What this task involves => Repeat the records below exactly as they appear, leaving out any pictures.
═════ Exercise inputs
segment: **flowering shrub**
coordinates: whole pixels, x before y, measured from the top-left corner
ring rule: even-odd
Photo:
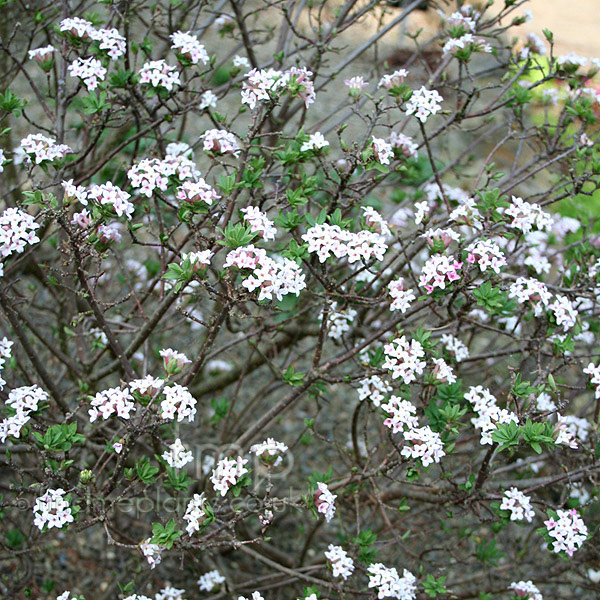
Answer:
[[[600,592],[598,61],[0,4],[2,597]]]

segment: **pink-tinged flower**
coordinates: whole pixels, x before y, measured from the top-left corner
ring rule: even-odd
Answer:
[[[200,138],[204,140],[204,151],[212,154],[233,154],[238,156],[240,147],[233,133],[225,129],[209,129]]]
[[[169,375],[180,373],[185,365],[192,362],[185,354],[172,348],[164,348],[159,351],[159,354],[163,359],[164,369]]]
[[[260,211],[257,206],[247,206],[240,212],[244,215],[244,221],[250,225],[250,231],[257,233],[265,242],[274,240],[277,235],[277,229],[267,215]]]
[[[70,33],[73,37],[85,38],[89,37],[90,32],[94,29],[92,24],[85,19],[79,17],[73,17],[70,19],[63,19],[60,22],[60,31]]]
[[[30,50],[28,52],[28,56],[30,60],[36,60],[39,62],[44,71],[49,71],[52,68],[54,52],[56,52],[56,48],[54,46],[44,46],[43,48]]]
[[[183,252],[181,254],[181,261],[190,261],[192,271],[199,273],[204,271],[208,265],[210,265],[210,259],[213,256],[212,250],[202,250],[200,252]]]
[[[417,158],[419,155],[417,152],[417,144],[415,144],[411,137],[404,135],[403,133],[392,131],[388,138],[388,142],[394,150],[398,150],[400,154],[403,154],[407,158]]]
[[[144,64],[139,70],[140,83],[152,87],[162,87],[172,91],[176,85],[180,85],[180,75],[176,67],[167,64],[165,60],[151,60]]]
[[[558,521],[554,518],[544,521],[548,535],[554,540],[552,550],[573,556],[587,539],[588,529],[575,509],[557,510],[556,513]]]
[[[81,227],[82,229],[85,229],[92,224],[92,215],[87,209],[84,208],[81,212],[76,212],[73,214],[71,223]]]
[[[359,98],[363,89],[369,85],[369,83],[360,75],[345,79],[344,84],[348,86],[348,93],[350,96],[355,99]]]
[[[229,489],[248,473],[248,469],[244,466],[247,462],[248,459],[241,456],[220,460],[210,476],[215,492],[225,496]]]
[[[329,142],[325,139],[320,131],[311,134],[306,142],[300,147],[300,152],[319,152],[323,148],[329,146]]]
[[[184,181],[177,188],[176,198],[180,202],[189,202],[190,204],[204,203],[212,206],[212,203],[219,200],[221,196],[200,177],[198,181]]]
[[[385,88],[386,90],[393,90],[399,88],[406,79],[408,71],[406,69],[399,69],[393,73],[384,75],[380,80],[377,87]]]
[[[394,158],[394,151],[391,144],[375,136],[373,136],[373,154],[375,155],[375,160],[382,165],[389,165],[390,159]]]
[[[458,271],[462,266],[463,263],[455,260],[453,256],[434,254],[423,265],[419,285],[424,287],[428,294],[435,288],[446,289],[446,284],[460,279]]]
[[[125,54],[126,39],[117,29],[90,29],[89,36],[98,42],[98,48],[106,51],[113,60]]]
[[[65,498],[66,492],[61,489],[49,489],[43,496],[35,501],[33,507],[33,524],[40,529],[56,527],[60,529],[66,523],[72,523],[73,513],[69,502]]]
[[[71,77],[79,77],[89,92],[94,91],[106,77],[106,69],[93,57],[76,59],[69,65],[68,71]]]
[[[329,491],[326,483],[319,481],[317,483],[319,491],[315,494],[315,508],[325,516],[325,520],[329,523],[335,515],[335,499],[336,495]]]
[[[184,33],[183,31],[176,31],[169,37],[173,42],[171,44],[171,49],[175,50],[175,53],[185,61],[189,61],[193,65],[197,65],[202,61],[202,63],[206,65],[210,60],[204,46],[198,41],[198,38],[190,32]]]
[[[410,100],[406,103],[406,114],[415,115],[421,123],[425,123],[431,115],[442,110],[441,103],[444,101],[436,90],[428,90],[425,87],[413,92]]]
[[[509,590],[512,590],[515,596],[519,598],[527,597],[528,600],[544,600],[540,590],[533,585],[531,580],[529,581],[516,581],[508,586]]]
══════════
Exercise response =>
segment: **flowering shrub**
coordinates: whole pixels, x before y, measured from the top-left corner
ring rule: even-odd
Photo:
Answer:
[[[600,592],[598,61],[0,4],[2,597]]]

segment: **pink-tinged flower**
coordinates: whole pixels, x before y, measured from the top-left corner
ring rule: even-odd
Answer:
[[[200,138],[204,140],[204,151],[212,154],[233,154],[238,156],[240,147],[233,133],[225,129],[209,129]]]
[[[169,375],[180,373],[185,365],[192,362],[185,354],[172,348],[164,348],[159,351],[159,354],[163,359],[164,369]]]
[[[260,211],[257,206],[247,206],[240,212],[244,215],[244,221],[250,225],[250,231],[257,233],[265,242],[274,240],[277,235],[277,229],[267,215]]]
[[[70,33],[73,37],[85,38],[89,37],[90,32],[94,29],[92,24],[85,19],[79,17],[73,17],[70,19],[63,19],[60,22],[60,31]]]
[[[30,50],[28,52],[28,56],[30,60],[36,60],[39,62],[44,71],[49,71],[52,68],[54,52],[56,52],[56,48],[54,46],[44,46],[43,48]]]
[[[183,252],[181,254],[181,261],[190,261],[192,271],[199,273],[204,271],[208,265],[210,265],[210,259],[213,256],[212,250],[202,250],[200,252]]]
[[[417,158],[419,155],[417,152],[417,144],[415,144],[411,137],[404,135],[403,133],[392,131],[388,138],[388,142],[394,150],[398,150],[400,154],[403,154],[407,158]]]
[[[144,64],[139,70],[140,83],[152,87],[162,87],[172,91],[176,85],[180,85],[180,75],[176,67],[167,64],[165,60],[151,60]]]
[[[558,521],[554,518],[544,521],[548,535],[554,540],[552,550],[573,556],[587,539],[588,529],[575,509],[557,510],[556,513]]]
[[[81,227],[82,229],[85,229],[92,224],[92,215],[87,209],[84,208],[81,212],[76,212],[73,214],[71,223]]]
[[[359,98],[363,89],[369,85],[369,83],[360,75],[345,79],[344,84],[348,86],[348,93],[350,96],[355,99]]]
[[[229,489],[248,473],[248,469],[244,466],[247,462],[248,459],[241,456],[220,460],[210,476],[215,492],[225,496]]]
[[[329,142],[325,139],[320,131],[311,134],[306,142],[300,147],[300,152],[319,152],[323,148],[329,146]]]
[[[184,181],[177,188],[176,198],[180,202],[189,202],[190,204],[204,203],[212,206],[212,203],[219,200],[221,196],[200,177],[198,181]]]
[[[385,88],[386,90],[393,90],[399,88],[406,79],[408,71],[406,69],[399,69],[393,73],[384,75],[380,80],[377,87]]]
[[[394,158],[394,151],[391,144],[375,136],[373,136],[373,154],[375,155],[375,160],[382,165],[389,165],[390,159]]]
[[[458,271],[462,266],[463,263],[455,260],[453,256],[434,254],[423,265],[419,285],[424,287],[428,294],[435,288],[446,289],[446,284],[460,279]]]
[[[125,54],[126,39],[117,29],[90,29],[89,36],[98,42],[98,48],[106,51],[113,60]]]
[[[65,498],[66,492],[61,489],[49,489],[43,496],[35,501],[33,507],[33,524],[40,529],[56,527],[60,529],[66,523],[72,523],[73,513],[69,502]]]
[[[71,77],[79,77],[89,92],[94,91],[106,77],[106,69],[93,57],[76,59],[69,65],[68,71]]]
[[[329,491],[326,483],[319,481],[317,483],[319,491],[315,494],[315,508],[325,516],[325,520],[329,523],[335,515],[335,499],[336,495]]]
[[[184,33],[183,31],[176,31],[169,37],[173,42],[171,44],[171,49],[175,50],[175,53],[185,61],[189,61],[193,65],[197,65],[202,61],[202,63],[206,65],[210,60],[204,46],[198,41],[198,38],[190,32]]]
[[[410,100],[406,103],[406,114],[415,115],[421,123],[425,123],[431,115],[442,110],[441,103],[444,101],[436,90],[428,90],[425,87],[413,92]]]
[[[509,590],[512,590],[515,596],[519,598],[527,597],[528,600],[544,600],[540,590],[533,585],[531,580],[529,581],[516,581],[508,586]]]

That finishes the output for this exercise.